■ EXERCISE DESCRIPTION
Given the entries that follow, write out exactly the lines starting at the one containing "Target: wood grain flooring" and ending at the one containing "Target: granite countertop", both ends included, and only those.

────────

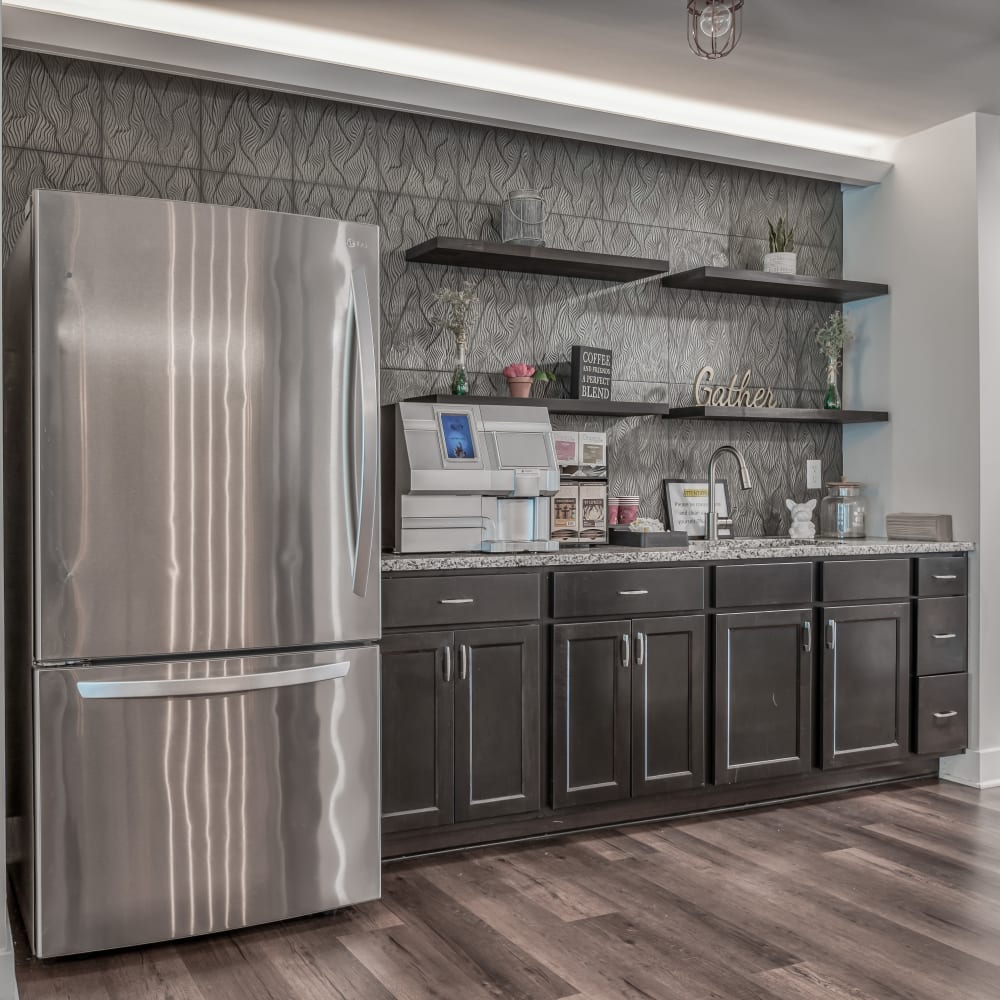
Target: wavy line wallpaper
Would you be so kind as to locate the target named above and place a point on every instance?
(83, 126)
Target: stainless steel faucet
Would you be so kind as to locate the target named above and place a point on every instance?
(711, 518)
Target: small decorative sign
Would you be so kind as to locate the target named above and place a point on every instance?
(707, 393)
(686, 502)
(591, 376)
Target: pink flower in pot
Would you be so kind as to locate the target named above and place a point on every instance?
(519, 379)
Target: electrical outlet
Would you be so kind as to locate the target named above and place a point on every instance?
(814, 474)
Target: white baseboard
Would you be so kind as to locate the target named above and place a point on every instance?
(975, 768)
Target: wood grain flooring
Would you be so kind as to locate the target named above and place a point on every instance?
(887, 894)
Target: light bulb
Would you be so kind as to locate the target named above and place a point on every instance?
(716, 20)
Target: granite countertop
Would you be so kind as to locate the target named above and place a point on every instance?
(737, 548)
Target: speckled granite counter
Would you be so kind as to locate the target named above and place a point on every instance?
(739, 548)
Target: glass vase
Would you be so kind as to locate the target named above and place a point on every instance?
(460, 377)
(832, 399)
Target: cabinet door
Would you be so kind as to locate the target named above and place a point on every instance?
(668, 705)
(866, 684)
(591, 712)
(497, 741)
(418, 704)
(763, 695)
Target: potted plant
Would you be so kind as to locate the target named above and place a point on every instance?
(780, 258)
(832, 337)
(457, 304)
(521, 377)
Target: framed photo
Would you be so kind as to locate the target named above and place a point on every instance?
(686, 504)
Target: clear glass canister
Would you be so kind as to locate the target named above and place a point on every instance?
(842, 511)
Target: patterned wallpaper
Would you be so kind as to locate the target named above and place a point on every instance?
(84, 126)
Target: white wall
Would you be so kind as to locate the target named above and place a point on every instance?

────────

■ REPLY TO THE EXERCISE
Target: wood grain flooring
Would you be so kind as to locate the target named above and place a point on every instance?
(887, 894)
Target: light bulb
Would you be so kind as to locate the target named above and place a point on every instance?
(716, 20)
Target: granite countertop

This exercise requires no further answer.